The problem:
Reproduce the listing below exactly. Pictures do not belong in the copy.

Provided data:
- Opening Delimiter -
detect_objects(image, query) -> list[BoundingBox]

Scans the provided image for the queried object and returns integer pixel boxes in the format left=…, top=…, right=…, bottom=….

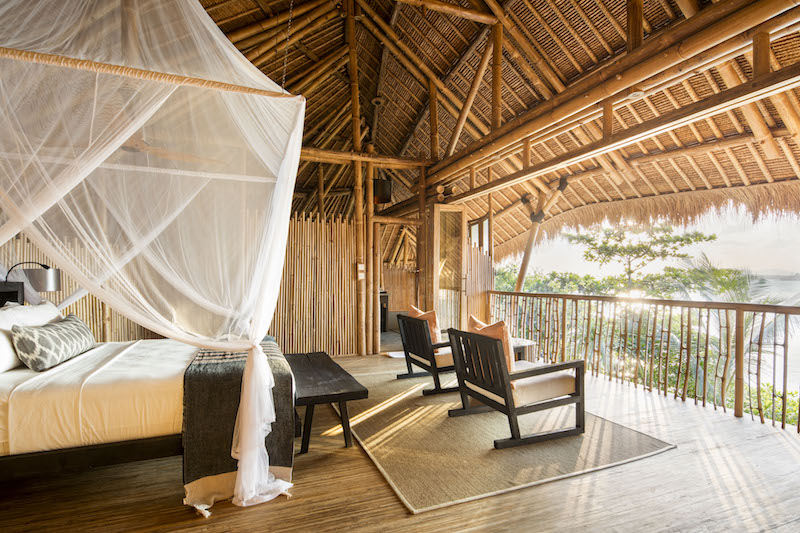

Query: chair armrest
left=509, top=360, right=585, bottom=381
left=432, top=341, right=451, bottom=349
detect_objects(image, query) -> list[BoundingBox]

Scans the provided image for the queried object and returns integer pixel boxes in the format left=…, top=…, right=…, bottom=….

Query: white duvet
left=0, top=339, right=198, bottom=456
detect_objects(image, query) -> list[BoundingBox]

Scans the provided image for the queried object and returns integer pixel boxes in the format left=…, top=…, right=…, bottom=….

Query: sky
- Closing Delimiter -
Answer section:
detect_objects(image, query) -> list[BoundingBox]

Scans the provided image for the queried object and returns integer pixel boxes in the format left=…, top=…, right=…, bottom=….


Query: chair armrest
left=509, top=360, right=585, bottom=381
left=432, top=341, right=451, bottom=349
detect_objects(image, query) -> list[BoundingBox]

Scans the provided image for the queried object and returns integer pixel boxes in the format left=…, top=…, right=…, bottom=….

Query: white duvet
left=0, top=339, right=198, bottom=456
detect_objects(image, query) -> list[BoundingBox]

Scans the provided image for the queried object and returns integer pixel boxes in the format left=…, top=…, right=…, bottom=….

Query: sky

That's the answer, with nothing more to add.